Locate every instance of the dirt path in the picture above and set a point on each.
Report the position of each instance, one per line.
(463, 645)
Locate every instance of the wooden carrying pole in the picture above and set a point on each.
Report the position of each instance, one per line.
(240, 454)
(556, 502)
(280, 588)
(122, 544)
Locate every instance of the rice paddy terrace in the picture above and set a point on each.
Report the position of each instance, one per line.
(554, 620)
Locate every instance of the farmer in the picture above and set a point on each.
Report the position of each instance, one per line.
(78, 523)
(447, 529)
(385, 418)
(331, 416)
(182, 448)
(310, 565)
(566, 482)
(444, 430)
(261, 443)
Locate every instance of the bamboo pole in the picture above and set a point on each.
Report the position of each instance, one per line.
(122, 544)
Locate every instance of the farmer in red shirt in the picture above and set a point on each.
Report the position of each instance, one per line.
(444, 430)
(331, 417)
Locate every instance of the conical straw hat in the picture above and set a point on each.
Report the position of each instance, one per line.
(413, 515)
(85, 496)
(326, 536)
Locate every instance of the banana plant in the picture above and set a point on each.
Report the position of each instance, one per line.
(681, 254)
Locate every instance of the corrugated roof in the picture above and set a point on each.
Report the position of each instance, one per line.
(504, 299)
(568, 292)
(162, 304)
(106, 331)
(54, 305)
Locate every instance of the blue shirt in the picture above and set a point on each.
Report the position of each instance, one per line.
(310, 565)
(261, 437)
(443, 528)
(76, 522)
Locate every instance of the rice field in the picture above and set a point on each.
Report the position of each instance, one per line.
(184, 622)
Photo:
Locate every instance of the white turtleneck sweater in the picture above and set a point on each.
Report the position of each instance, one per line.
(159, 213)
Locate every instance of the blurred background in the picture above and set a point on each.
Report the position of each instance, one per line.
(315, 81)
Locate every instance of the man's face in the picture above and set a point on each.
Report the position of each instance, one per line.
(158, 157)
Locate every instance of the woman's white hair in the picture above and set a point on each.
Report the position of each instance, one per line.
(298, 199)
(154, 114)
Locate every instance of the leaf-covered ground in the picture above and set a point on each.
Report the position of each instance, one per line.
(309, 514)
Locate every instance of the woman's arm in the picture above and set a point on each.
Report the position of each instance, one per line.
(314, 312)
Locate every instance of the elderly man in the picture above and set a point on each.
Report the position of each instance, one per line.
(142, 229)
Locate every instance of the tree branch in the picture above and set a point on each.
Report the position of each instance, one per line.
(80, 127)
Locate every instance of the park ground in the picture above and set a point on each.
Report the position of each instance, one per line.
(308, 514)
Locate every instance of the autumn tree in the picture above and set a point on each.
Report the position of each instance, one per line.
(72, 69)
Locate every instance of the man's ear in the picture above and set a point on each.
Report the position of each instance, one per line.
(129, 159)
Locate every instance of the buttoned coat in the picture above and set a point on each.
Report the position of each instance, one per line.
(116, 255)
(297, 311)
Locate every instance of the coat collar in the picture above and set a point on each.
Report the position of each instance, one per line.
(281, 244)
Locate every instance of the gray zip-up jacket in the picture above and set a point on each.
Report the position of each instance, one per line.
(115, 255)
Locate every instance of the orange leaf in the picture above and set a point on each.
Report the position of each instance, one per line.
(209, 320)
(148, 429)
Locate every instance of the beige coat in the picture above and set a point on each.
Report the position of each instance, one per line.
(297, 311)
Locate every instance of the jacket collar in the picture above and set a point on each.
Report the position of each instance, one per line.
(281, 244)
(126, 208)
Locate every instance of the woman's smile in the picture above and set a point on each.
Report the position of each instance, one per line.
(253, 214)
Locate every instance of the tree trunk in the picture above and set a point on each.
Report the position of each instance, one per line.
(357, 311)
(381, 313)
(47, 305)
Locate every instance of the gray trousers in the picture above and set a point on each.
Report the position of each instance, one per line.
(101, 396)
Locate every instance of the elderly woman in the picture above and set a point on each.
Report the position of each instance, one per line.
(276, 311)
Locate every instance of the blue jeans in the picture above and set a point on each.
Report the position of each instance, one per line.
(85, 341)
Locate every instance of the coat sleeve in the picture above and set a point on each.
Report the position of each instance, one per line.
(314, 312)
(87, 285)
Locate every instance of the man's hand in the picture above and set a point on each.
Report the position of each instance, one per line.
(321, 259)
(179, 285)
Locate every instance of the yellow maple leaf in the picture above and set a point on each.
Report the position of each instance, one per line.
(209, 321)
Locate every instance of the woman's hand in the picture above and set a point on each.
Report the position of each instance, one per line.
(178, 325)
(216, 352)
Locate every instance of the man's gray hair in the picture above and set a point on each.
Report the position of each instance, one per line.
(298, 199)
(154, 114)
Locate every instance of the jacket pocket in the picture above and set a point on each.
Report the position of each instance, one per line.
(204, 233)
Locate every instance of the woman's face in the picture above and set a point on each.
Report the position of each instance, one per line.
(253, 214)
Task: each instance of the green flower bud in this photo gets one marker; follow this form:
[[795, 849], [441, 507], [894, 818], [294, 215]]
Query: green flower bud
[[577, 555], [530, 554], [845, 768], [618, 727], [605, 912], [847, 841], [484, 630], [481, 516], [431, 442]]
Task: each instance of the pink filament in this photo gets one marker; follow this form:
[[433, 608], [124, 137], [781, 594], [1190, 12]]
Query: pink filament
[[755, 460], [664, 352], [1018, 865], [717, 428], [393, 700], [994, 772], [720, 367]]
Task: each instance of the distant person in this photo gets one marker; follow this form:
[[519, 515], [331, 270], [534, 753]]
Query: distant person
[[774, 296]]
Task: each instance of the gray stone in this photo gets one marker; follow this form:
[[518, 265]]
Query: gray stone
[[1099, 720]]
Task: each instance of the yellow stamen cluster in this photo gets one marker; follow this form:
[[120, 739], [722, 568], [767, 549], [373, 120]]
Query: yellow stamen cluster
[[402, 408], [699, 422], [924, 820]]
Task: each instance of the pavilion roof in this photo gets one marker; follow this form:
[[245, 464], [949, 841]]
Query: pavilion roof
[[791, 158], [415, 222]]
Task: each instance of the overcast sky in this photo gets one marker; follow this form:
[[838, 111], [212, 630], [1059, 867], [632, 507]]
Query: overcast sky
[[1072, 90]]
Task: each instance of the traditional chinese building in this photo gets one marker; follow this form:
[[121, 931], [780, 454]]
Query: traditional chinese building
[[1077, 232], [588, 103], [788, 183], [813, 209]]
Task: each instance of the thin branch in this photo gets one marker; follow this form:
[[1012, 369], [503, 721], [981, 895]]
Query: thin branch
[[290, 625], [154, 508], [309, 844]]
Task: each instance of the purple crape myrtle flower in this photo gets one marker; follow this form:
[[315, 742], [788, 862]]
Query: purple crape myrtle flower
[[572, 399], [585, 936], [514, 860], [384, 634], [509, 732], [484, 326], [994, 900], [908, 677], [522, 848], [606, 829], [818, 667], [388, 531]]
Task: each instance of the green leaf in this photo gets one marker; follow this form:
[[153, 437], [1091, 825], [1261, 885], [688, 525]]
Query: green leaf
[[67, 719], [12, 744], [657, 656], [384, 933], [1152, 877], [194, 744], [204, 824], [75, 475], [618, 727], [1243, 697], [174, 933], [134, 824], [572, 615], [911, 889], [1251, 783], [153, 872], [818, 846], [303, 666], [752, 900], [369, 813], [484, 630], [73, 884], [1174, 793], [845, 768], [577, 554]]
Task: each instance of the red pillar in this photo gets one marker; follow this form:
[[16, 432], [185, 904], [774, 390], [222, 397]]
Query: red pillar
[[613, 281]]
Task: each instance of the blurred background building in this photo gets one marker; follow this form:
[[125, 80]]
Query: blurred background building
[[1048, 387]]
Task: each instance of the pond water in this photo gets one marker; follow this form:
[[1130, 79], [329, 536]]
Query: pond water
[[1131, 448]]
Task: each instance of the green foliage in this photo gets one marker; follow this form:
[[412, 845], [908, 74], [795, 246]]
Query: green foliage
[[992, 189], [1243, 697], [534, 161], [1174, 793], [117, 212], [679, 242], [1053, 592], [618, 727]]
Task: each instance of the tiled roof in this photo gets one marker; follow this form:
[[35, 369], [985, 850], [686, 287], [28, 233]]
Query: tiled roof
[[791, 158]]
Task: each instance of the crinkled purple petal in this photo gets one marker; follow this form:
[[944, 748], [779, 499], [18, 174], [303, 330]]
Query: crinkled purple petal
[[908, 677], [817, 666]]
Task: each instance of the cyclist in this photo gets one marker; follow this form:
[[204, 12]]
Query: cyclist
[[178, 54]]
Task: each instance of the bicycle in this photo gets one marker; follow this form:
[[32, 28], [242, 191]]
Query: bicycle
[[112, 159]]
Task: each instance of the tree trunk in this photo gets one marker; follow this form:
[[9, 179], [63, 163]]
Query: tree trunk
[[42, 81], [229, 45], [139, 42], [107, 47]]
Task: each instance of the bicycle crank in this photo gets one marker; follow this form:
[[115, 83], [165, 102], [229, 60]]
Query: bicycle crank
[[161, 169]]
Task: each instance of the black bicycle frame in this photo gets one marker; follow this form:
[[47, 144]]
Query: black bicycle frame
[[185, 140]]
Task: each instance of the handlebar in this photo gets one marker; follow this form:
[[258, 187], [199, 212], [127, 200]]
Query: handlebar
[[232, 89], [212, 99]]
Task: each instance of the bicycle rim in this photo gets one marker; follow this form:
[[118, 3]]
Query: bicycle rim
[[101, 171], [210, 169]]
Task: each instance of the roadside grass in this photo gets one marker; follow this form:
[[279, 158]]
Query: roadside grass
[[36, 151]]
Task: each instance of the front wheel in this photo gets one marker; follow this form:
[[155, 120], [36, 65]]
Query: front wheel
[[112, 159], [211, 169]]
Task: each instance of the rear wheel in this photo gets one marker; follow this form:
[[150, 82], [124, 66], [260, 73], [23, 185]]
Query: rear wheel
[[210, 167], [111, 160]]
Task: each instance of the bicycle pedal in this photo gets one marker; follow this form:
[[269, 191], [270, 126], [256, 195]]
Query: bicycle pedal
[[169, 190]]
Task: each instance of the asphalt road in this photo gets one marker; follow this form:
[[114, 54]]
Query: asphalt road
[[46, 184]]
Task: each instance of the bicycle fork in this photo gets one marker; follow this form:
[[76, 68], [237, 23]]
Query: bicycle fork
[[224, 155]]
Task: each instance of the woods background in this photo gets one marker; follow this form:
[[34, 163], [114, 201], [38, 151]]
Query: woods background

→ **Written task**
Copy out the entries again, starting at the line containing "Task: each instance of the blurred" and ending at the line containing "[[1131, 448]]", with the requests kept in. Shift every coordinate in the answers by adding 15 to each number, and leave the numbers in the requests and their format samples unchanged.

→ **Output for this task**
Task: each instance of the blurred background building in this photo gets one marker; follow this form:
[[125, 80]]
Query: blurred background building
[[1063, 402]]
Task: each instance of the pond water in this photo gets one marker; follow this form:
[[1130, 79], [329, 536]]
Query: pond water
[[1146, 463]]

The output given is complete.